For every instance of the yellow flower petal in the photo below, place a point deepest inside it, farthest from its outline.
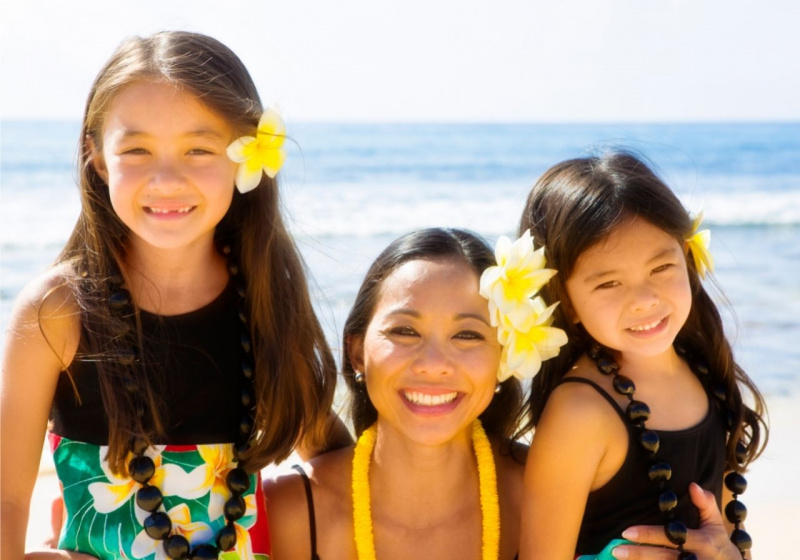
(247, 179)
(239, 148)
(264, 153)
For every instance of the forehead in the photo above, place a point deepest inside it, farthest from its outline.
(444, 281)
(155, 106)
(631, 241)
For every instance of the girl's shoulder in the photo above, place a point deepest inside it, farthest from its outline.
(584, 405)
(47, 311)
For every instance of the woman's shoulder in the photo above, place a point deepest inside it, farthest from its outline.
(288, 503)
(328, 473)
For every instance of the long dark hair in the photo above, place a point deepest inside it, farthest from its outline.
(295, 370)
(501, 416)
(575, 205)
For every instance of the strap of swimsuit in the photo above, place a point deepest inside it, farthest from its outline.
(600, 390)
(311, 515)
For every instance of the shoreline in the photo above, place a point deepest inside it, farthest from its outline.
(770, 497)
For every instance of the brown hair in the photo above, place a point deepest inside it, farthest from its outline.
(295, 371)
(502, 414)
(577, 204)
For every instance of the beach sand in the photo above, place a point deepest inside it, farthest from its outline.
(772, 496)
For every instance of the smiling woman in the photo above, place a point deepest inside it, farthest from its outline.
(421, 361)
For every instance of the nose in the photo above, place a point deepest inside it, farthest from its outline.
(644, 298)
(167, 177)
(433, 359)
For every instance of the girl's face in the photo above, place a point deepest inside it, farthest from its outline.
(163, 158)
(631, 292)
(429, 353)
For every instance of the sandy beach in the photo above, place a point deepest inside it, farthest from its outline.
(770, 498)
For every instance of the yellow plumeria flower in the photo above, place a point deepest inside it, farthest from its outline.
(525, 349)
(519, 274)
(263, 153)
(523, 321)
(698, 242)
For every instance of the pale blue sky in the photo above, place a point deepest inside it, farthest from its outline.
(436, 60)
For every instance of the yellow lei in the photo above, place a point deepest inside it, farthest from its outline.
(490, 509)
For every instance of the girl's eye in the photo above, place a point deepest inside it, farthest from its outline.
(403, 331)
(663, 267)
(470, 335)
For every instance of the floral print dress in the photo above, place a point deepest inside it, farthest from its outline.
(103, 519)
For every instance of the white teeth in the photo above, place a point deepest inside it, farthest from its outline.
(183, 210)
(425, 399)
(642, 328)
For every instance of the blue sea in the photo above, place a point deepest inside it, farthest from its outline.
(349, 189)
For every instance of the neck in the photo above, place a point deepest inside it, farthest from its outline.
(663, 365)
(174, 281)
(427, 482)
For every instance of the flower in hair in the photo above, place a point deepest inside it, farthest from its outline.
(262, 152)
(523, 321)
(697, 242)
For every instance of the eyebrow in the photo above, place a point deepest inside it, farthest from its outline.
(199, 133)
(658, 256)
(458, 316)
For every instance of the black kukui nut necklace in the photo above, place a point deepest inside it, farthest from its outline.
(659, 472)
(142, 468)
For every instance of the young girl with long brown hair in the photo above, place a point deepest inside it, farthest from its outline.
(646, 397)
(173, 346)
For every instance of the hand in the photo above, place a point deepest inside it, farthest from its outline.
(51, 543)
(709, 542)
(56, 521)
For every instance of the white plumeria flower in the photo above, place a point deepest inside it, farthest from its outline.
(519, 275)
(262, 153)
(194, 532)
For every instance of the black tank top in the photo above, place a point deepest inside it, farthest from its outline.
(195, 368)
(696, 454)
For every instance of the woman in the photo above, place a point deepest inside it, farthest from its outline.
(421, 361)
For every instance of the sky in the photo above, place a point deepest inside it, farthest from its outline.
(437, 60)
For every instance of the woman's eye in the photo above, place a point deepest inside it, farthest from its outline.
(403, 331)
(607, 285)
(470, 335)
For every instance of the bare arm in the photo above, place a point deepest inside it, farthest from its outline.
(709, 542)
(288, 517)
(41, 337)
(568, 446)
(336, 437)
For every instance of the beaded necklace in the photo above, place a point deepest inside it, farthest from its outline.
(487, 476)
(141, 468)
(659, 472)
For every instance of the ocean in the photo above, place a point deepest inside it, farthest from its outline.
(349, 189)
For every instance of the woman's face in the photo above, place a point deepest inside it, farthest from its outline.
(429, 354)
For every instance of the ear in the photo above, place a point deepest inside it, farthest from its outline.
(355, 351)
(96, 160)
(570, 312)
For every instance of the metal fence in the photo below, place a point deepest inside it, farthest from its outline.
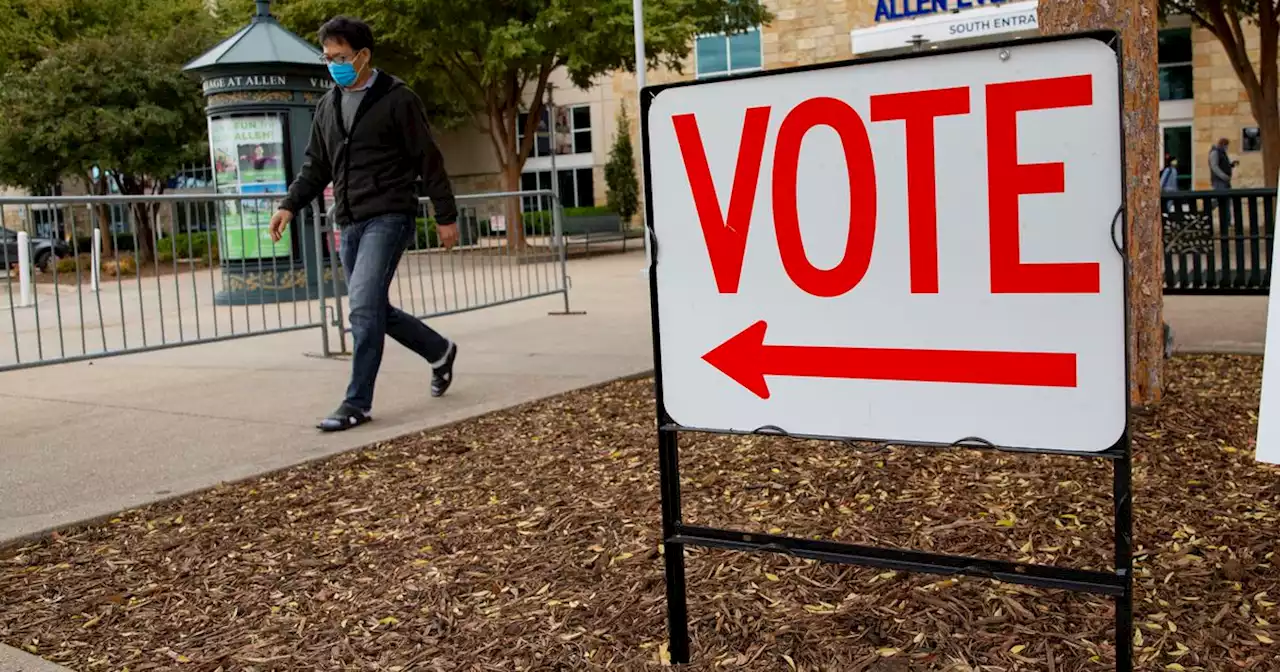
(142, 273)
(1219, 242)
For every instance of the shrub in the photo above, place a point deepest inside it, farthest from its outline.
(67, 265)
(123, 266)
(197, 246)
(426, 234)
(542, 223)
(620, 173)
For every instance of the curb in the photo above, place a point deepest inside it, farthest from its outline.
(17, 661)
(17, 542)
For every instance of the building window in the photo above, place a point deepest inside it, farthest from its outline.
(576, 188)
(1178, 144)
(1175, 64)
(49, 220)
(192, 177)
(717, 55)
(572, 132)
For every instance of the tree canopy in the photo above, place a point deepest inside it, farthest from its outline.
(95, 87)
(1230, 21)
(484, 63)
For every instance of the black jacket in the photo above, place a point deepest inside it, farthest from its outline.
(375, 164)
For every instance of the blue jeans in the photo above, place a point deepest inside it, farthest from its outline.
(370, 252)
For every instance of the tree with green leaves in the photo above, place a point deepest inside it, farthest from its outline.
(620, 173)
(94, 90)
(1229, 21)
(488, 62)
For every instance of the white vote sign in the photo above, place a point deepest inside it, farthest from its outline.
(1269, 411)
(914, 250)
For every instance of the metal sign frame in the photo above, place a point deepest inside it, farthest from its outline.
(676, 534)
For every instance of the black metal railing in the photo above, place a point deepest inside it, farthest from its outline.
(1219, 242)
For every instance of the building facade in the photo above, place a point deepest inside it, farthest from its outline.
(1201, 97)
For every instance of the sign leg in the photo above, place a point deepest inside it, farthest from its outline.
(673, 554)
(1123, 485)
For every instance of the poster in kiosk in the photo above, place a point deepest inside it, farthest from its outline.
(914, 250)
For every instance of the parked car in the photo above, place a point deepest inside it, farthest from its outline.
(45, 252)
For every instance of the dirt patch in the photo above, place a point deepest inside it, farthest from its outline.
(530, 540)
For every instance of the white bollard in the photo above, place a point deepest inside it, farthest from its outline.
(96, 259)
(23, 269)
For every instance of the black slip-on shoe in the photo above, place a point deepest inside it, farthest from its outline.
(442, 376)
(344, 417)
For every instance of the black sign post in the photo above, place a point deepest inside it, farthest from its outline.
(676, 534)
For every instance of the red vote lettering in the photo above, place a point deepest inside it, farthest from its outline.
(725, 233)
(862, 196)
(1008, 179)
(919, 109)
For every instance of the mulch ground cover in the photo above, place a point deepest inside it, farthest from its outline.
(530, 540)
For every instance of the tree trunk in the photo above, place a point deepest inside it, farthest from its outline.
(1137, 23)
(144, 234)
(1269, 124)
(513, 208)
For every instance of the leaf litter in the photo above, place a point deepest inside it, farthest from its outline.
(529, 539)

> GIVEN REQUEST:
Copy out word for word the stretch of the records from the line containing "For every instance of the tree trunk" through their end, including both of those lines.

> RESPONSE TO THIS EXERCISE:
For every instance of the tree trunk in the photo above, place a point deepest inside it, farthest from its outline.
(1137, 23)
(144, 234)
(1269, 124)
(513, 208)
For every instance of the leaf litter in the photo above, place a point deepest inside it, farthest from its outline.
(529, 539)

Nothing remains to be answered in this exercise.